Collect every line of the records that contains the string "target", and copy each one without changes.

Rows taken from a segmentation dataset:

________________________________________

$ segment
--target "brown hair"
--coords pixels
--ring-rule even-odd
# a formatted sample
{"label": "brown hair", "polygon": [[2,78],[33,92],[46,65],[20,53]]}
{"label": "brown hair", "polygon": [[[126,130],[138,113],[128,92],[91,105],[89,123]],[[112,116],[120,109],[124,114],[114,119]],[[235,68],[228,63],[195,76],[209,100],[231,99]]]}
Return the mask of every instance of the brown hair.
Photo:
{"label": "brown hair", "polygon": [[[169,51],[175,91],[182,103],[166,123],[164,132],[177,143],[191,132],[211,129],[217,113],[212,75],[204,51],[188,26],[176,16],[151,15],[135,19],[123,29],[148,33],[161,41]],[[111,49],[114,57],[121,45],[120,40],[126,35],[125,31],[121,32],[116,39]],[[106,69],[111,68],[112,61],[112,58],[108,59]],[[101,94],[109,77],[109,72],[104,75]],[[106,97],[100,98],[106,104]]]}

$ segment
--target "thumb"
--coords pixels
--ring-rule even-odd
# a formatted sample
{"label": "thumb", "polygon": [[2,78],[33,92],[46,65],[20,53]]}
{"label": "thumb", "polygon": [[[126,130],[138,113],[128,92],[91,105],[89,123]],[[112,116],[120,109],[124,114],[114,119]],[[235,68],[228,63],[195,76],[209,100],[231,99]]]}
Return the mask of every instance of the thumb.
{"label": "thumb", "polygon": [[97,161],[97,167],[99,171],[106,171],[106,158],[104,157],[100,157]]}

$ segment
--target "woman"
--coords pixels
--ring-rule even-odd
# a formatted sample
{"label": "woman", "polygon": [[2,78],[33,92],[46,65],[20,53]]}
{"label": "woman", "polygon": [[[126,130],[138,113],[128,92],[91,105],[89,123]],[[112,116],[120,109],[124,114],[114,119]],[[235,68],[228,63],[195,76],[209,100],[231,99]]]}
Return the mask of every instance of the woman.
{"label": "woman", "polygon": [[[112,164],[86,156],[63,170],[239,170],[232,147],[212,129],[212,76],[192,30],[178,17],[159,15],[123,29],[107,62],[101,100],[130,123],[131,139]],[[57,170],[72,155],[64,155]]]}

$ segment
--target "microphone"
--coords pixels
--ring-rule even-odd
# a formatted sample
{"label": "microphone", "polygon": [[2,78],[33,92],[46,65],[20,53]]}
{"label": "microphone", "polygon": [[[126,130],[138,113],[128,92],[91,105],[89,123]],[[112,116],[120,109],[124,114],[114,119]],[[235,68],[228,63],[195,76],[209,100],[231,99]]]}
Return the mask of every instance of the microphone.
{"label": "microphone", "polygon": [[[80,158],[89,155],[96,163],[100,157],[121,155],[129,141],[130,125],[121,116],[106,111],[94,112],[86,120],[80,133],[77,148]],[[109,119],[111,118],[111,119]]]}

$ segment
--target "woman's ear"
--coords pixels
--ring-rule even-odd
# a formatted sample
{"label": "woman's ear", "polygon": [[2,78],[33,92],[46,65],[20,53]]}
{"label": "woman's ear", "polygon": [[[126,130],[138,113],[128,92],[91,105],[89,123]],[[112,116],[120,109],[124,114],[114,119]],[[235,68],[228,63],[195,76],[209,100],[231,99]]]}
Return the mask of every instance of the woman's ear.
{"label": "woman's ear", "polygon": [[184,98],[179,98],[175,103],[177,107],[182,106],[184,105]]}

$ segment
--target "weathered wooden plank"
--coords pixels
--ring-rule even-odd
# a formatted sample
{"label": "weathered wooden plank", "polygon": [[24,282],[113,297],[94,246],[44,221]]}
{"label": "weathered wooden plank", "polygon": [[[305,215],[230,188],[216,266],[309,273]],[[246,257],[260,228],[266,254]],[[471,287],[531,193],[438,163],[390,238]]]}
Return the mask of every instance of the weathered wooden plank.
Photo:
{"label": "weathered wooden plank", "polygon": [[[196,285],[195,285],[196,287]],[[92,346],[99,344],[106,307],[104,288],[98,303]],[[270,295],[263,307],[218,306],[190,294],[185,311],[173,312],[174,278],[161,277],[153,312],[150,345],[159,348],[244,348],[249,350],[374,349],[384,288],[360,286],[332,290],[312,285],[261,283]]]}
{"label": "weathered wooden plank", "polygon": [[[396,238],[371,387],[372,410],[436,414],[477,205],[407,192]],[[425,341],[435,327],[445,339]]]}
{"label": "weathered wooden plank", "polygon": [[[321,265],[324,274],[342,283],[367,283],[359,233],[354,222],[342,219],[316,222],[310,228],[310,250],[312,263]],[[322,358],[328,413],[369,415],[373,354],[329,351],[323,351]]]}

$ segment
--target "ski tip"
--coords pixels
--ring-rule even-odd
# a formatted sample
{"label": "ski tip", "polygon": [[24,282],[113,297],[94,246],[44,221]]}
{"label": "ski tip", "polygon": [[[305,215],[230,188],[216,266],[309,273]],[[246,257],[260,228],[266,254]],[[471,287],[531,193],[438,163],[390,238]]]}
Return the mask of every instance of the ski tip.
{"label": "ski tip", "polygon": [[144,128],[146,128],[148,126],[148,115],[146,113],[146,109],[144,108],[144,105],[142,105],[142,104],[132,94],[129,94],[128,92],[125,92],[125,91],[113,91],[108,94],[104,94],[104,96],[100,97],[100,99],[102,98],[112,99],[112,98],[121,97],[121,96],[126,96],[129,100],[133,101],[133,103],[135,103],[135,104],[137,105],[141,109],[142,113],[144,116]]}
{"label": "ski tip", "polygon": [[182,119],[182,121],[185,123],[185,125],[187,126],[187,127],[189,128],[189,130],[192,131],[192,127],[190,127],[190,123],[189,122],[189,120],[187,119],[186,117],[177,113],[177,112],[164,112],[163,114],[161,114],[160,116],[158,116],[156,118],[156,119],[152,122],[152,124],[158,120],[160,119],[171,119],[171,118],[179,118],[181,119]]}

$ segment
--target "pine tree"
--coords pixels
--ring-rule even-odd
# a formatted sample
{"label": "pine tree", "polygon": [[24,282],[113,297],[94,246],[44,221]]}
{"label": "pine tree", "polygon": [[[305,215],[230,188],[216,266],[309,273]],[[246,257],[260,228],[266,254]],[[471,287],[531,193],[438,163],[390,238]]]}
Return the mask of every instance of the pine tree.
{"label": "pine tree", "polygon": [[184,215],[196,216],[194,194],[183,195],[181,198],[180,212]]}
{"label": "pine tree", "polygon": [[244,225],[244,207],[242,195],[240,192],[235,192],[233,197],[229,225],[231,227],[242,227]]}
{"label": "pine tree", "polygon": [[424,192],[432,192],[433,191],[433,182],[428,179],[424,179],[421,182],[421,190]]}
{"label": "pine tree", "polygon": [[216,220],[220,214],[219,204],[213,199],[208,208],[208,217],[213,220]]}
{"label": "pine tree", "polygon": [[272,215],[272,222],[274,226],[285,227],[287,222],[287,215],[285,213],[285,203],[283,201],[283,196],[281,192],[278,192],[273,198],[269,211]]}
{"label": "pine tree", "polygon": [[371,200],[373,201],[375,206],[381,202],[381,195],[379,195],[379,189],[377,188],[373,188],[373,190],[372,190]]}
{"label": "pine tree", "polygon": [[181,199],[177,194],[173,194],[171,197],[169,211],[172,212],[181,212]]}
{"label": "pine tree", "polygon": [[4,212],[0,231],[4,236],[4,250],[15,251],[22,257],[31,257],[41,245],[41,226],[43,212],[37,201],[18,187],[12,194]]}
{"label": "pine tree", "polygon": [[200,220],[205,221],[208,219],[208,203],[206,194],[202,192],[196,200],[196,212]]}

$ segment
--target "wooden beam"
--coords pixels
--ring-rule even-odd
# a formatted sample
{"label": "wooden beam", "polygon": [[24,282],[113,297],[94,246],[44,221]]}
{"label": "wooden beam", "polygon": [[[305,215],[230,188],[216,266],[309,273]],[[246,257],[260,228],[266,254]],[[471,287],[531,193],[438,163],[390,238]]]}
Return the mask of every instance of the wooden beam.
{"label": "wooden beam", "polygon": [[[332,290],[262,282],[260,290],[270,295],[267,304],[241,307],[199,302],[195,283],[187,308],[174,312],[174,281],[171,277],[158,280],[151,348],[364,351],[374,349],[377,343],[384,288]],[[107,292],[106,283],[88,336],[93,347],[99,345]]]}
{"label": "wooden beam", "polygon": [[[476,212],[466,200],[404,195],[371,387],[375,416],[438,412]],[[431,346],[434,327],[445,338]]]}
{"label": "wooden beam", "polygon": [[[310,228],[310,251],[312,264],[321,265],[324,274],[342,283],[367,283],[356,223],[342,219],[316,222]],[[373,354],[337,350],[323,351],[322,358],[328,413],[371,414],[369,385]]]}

________________________________________

* [OUTPUT FOR THIS EXERCISE]
--target "brown hair"
--target "thumb"
--target "woman"
--target "microphone"
--target "woman's ear"
--target "weathered wooden plank"
--target "ski tip"
--target "pine tree"
--target "wooden beam"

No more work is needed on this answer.